▸ Required work: Can you recast the listing below as a JSON list of strings, with one string per line and blank lines left out?
:: Working data ::
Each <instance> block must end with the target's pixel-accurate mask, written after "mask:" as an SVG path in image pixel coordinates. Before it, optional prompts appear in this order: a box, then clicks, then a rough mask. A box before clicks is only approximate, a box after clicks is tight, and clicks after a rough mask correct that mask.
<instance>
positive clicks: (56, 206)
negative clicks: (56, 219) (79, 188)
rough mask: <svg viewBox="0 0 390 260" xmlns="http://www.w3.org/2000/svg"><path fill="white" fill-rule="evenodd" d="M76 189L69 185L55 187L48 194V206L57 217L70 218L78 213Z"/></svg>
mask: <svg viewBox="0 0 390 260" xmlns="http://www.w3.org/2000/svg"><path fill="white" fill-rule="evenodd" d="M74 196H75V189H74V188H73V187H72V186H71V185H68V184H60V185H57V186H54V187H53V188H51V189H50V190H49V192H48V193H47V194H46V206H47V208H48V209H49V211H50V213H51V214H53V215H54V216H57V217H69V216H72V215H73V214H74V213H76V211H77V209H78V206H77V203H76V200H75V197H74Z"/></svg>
:::
▸ Answer section:
[
  "Each <instance> block must end with the target's pixel-accurate mask, written after \"mask:\" as an SVG path in image pixel coordinates. Before it, optional prompts appear in this order: a box, then clicks, then a rough mask. A box before clicks is only approximate, a box after clicks is tight, and clicks after a rough mask correct that mask.",
  "<instance>",
  "positive clicks: (56, 206)",
  "negative clicks: (56, 219) (79, 188)",
  "rough mask: <svg viewBox=\"0 0 390 260\" xmlns=\"http://www.w3.org/2000/svg\"><path fill=\"white\" fill-rule=\"evenodd\" d=\"M76 189L69 185L55 187L48 194V206L57 217L70 218L78 213Z\"/></svg>",
  "mask: <svg viewBox=\"0 0 390 260\" xmlns=\"http://www.w3.org/2000/svg\"><path fill=\"white\" fill-rule=\"evenodd\" d=\"M74 196H75V189H74V188H73V187H72V186H71V185H68V184H60V185H57V186H54V187H53V188H51V189H50V190H49V192H48V193H47V194H46V206H47V208H48V209H49V211H50V213H51V214H53V215H54V216H57V217H69V216H72V215H73V214H74V213H76V211H77V209H78V206H77V203H76V200H75V197H74Z\"/></svg>"
]